--- Records to use ---
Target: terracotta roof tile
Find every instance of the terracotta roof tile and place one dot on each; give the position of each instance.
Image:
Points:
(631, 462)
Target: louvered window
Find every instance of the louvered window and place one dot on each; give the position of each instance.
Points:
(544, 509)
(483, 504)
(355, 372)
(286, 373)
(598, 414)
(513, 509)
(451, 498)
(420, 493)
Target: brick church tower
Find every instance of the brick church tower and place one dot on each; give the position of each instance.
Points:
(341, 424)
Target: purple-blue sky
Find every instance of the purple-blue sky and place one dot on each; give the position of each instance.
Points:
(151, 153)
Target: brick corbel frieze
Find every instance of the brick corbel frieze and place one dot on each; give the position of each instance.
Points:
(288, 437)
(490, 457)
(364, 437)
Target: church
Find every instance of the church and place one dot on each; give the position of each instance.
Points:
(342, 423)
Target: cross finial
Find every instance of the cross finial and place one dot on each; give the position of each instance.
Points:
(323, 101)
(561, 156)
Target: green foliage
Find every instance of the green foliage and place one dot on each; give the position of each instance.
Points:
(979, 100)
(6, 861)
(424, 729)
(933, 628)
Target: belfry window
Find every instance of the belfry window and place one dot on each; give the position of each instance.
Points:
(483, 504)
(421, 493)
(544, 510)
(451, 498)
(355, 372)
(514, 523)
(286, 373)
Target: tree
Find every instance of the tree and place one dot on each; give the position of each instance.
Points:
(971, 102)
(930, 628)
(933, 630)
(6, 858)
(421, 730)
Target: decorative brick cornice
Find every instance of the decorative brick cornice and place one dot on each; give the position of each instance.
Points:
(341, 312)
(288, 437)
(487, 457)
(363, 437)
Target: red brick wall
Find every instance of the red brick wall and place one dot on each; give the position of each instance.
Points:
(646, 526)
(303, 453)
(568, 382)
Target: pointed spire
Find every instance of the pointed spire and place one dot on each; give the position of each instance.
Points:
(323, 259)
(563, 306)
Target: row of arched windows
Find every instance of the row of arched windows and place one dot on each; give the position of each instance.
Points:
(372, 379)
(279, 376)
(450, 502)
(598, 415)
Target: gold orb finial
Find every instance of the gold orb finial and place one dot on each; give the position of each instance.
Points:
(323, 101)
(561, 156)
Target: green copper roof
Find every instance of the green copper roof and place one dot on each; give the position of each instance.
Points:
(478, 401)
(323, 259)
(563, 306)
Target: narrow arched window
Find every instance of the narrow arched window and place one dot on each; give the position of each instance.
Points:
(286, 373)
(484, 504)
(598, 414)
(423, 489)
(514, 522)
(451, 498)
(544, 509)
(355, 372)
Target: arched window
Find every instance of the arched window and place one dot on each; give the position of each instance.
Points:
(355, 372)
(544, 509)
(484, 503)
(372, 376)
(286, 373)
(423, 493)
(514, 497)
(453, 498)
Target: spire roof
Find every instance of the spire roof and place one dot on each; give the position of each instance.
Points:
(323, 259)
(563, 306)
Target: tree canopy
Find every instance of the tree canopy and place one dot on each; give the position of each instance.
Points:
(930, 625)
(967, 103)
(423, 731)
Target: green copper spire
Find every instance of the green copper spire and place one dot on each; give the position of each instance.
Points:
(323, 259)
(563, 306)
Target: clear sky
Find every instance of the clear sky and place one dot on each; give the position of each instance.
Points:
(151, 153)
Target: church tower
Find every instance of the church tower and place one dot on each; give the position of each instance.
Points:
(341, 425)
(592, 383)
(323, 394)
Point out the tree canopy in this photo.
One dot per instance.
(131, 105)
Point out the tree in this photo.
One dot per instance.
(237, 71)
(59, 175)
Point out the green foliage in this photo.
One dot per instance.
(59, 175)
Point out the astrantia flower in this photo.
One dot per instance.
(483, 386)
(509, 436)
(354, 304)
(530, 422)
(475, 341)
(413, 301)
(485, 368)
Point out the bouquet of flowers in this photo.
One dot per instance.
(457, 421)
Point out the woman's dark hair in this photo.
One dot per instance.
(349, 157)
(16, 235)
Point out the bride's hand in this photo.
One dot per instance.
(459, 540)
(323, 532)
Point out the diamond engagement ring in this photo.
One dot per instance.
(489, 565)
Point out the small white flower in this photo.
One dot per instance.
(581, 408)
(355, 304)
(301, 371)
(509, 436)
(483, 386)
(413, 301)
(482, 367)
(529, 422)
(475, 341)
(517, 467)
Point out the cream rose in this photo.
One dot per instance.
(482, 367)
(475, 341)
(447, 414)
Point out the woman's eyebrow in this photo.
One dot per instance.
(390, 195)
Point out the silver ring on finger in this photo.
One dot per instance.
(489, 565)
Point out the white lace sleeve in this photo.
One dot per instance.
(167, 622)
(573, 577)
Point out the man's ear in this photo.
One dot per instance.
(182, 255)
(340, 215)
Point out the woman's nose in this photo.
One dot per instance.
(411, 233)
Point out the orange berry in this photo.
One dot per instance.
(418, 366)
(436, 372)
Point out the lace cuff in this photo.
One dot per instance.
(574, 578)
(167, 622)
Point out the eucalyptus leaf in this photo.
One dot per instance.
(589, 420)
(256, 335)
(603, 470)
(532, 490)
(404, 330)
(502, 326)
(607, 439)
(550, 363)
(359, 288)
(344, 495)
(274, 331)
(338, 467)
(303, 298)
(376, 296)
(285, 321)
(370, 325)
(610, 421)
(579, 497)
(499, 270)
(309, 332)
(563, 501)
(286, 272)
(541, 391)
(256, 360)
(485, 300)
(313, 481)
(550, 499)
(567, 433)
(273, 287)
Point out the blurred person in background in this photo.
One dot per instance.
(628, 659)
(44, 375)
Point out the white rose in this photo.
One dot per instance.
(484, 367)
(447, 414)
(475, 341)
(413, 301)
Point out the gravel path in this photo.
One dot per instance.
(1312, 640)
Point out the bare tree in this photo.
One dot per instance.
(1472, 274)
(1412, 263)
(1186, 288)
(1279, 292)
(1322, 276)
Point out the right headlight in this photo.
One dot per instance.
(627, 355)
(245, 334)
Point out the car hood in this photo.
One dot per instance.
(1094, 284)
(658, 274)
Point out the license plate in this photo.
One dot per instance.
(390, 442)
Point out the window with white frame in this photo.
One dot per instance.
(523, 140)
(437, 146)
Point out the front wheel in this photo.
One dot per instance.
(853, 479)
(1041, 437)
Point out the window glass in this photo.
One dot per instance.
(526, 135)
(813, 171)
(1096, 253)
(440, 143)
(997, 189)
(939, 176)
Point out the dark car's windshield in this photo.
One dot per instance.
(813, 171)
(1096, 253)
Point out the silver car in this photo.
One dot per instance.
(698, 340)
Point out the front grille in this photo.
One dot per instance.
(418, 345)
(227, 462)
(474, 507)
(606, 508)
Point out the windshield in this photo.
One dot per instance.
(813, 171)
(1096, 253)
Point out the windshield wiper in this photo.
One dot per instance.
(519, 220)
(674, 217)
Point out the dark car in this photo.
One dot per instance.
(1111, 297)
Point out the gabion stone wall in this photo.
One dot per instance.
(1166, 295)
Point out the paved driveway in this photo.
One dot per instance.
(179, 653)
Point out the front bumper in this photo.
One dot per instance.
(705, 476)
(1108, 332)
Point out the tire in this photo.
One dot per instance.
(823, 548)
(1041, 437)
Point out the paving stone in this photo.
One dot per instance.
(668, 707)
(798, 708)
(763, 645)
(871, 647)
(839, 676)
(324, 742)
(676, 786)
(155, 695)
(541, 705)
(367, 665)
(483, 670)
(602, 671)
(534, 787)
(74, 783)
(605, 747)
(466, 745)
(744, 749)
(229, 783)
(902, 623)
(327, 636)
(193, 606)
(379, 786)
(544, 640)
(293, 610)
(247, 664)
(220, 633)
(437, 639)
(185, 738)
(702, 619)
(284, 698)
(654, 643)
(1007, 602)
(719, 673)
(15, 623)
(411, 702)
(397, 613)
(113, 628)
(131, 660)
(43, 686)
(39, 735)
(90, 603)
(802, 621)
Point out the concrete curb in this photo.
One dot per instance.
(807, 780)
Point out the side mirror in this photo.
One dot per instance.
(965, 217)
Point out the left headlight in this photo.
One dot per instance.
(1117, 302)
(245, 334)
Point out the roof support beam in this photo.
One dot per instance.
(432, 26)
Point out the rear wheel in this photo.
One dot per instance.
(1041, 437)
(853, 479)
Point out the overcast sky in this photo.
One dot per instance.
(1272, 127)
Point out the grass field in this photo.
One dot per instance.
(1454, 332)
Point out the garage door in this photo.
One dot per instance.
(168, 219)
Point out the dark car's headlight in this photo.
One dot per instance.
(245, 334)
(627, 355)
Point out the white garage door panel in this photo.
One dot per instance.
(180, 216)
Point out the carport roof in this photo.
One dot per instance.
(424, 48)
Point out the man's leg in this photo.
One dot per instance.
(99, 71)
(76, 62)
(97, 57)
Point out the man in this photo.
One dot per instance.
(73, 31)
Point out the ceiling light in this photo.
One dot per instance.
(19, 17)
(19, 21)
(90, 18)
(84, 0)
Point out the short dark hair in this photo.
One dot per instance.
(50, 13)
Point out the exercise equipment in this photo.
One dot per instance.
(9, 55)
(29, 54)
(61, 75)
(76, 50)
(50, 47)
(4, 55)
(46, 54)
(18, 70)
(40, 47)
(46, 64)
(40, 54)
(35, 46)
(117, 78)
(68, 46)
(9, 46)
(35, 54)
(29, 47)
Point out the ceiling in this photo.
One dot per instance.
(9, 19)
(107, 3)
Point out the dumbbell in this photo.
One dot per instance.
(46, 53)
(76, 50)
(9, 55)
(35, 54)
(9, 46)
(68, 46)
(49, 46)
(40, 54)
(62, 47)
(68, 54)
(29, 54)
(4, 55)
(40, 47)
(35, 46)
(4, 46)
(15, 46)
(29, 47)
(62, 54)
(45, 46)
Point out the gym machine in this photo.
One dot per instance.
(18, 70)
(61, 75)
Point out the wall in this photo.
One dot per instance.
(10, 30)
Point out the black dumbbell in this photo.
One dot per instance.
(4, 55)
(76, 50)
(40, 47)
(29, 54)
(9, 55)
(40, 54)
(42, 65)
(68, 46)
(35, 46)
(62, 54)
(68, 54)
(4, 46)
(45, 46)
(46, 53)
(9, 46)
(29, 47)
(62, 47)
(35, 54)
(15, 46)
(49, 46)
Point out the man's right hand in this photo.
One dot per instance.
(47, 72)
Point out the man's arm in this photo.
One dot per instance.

--- What is being asked ---
Convert the lines between the one containing "Point out the front bumper in this photo." and the one containing "(1272, 127)", inclusive, into a JSON list of strings, with one string per line and blank lines left out.

--- Solved exercise ---
[
  "Point out the front bumper in this photo.",
  "One dot per instance.",
  "(705, 476)",
  "(1108, 332)",
  "Point out the tire in this photo.",
  "One dot per instance.",
  "(823, 548)",
  "(1041, 437)",
  "Point out the paving stone in this photo.",
  "One dot per instance.",
  "(668, 707)",
  "(798, 708)",
  "(763, 645)",
  "(871, 647)",
  "(839, 676)",
  "(324, 742)",
  "(676, 786)",
  "(155, 695)",
  "(541, 705)",
  "(367, 665)",
  "(483, 670)",
  "(602, 671)",
  "(534, 787)",
  "(74, 783)",
  "(605, 747)",
  "(466, 745)",
  "(744, 749)",
  "(229, 783)",
  "(902, 623)",
  "(327, 636)",
  "(193, 606)",
  "(379, 786)",
  "(544, 640)",
  "(293, 610)",
  "(247, 664)",
  "(220, 633)",
  "(437, 639)",
  "(185, 738)",
  "(702, 619)",
  "(284, 698)",
  "(654, 643)",
  "(1007, 602)",
  "(719, 673)",
  "(15, 623)",
  "(411, 702)",
  "(397, 613)",
  "(113, 628)",
  "(131, 660)",
  "(43, 686)",
  "(39, 735)",
  "(90, 603)",
  "(802, 621)",
  "Point out the concrete curb in this photo.",
  "One dot per instance.",
  "(807, 780)",
  "Point out the side mirror in this photo.",
  "One dot per instance.",
  "(965, 217)",
  "Point out the left headlight in this photo.",
  "One dot per instance.",
  "(1117, 302)",
  "(245, 334)",
  "Point out the roof support beam in this photo.",
  "One dot per instance.",
  "(432, 26)",
  "Point out the rear wheel in this photo.",
  "One dot per instance.",
  "(1041, 437)",
  "(853, 479)",
  "Point out the overcast sky in this photo.",
  "One dot per instance.",
  "(1272, 127)"
]